### Job
Output all the material that follows, exactly as given.

━━ Given data

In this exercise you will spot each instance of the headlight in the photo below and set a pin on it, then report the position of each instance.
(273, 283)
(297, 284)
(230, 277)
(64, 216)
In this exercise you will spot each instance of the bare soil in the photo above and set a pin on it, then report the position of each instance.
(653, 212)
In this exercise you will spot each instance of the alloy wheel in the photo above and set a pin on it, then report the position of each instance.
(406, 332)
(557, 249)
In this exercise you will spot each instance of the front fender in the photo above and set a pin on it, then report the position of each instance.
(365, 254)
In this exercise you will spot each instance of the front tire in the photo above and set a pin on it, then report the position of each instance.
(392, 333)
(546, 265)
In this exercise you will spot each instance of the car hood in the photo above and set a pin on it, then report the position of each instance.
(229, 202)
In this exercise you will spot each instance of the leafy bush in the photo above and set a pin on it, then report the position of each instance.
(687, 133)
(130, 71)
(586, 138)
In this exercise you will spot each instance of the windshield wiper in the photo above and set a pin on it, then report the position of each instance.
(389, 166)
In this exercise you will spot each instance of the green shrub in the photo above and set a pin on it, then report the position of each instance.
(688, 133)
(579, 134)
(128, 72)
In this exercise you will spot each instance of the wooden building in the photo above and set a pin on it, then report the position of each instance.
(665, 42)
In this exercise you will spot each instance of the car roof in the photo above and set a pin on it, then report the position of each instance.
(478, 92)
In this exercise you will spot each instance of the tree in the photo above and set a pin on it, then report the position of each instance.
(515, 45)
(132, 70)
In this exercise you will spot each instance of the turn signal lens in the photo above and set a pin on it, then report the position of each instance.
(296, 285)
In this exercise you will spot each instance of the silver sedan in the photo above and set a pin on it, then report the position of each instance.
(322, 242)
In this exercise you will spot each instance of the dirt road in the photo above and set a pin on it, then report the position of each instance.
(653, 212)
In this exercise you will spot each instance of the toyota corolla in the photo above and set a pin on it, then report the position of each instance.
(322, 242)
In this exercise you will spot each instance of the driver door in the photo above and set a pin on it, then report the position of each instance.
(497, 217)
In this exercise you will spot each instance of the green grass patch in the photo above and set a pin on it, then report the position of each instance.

━━━━

### The reply
In this exercise you will spot each instance of the headlight in the photo below and set a pin on it, then report the position of each instance.
(273, 283)
(297, 284)
(230, 277)
(64, 216)
In this exercise you will spot each instance of the bare soil in the photo above and set a pin on it, then report the position of each instance.
(653, 212)
In this exercise you will spot each instance of the alloy wheel in the photo above and set a pin on it, then report the position of each instance.
(406, 332)
(557, 249)
In this exercise you will spot each instance of the front fender in the photo above and set a pin on it, then report the position of each instance.
(365, 254)
In this exercise you will spot each instance of the front tire in the photo above and set a pin on it, then report the position of each instance.
(392, 333)
(546, 265)
In this exercise you will spot each instance of the car hood in the photo above and set a pin on it, then report the position of each instance.
(229, 202)
In this exercise you will spot each instance of the leafy bush in the photo above and set a pin on it, then report the position of each instance.
(687, 133)
(130, 71)
(586, 138)
In this exercise you will spot each instance of the windshield wiper in the photo above and set a pin on it, then report the position of each instance.
(389, 166)
In this exercise you will spot each instance of the green shrub in the photo above and set a pin on it, then report the position of each instance.
(688, 133)
(579, 134)
(128, 72)
In this exercise you will spot each instance of the wooden building in the photo above and set a pin on it, then report the position of each instance.
(665, 42)
In this exercise you will spot each instance of the car roof in the photo above and set a pin on it, then report the position of each instance.
(478, 92)
In this exercise you will spot each instance of the tree in the photo above and set a pin on it, then report the position of each instance.
(515, 45)
(132, 70)
In this exercise you will spot each instance of the turn signal lens in the photo above and set a pin on it, then report the position of each instance.
(296, 285)
In this exercise you will spot each instance of the silver sedan in the photo above and set a pin on it, then report the position of each instance.
(322, 242)
In this exercise you will spot each instance of the dirt road in the photo above and set a pin on it, then report the position of each instance.
(653, 212)
In this exercise you will spot each instance of the toyota corolla in the photo above and set a pin on it, then report the position of each instance.
(322, 242)
In this exercise you will spot each instance of the driver door in the photo above and set a pin on it, then report the position of each instance.
(497, 217)
In this exercise you will spot each instance of the green grass patch in the photo above and set a pin on it, then report the position of each instance.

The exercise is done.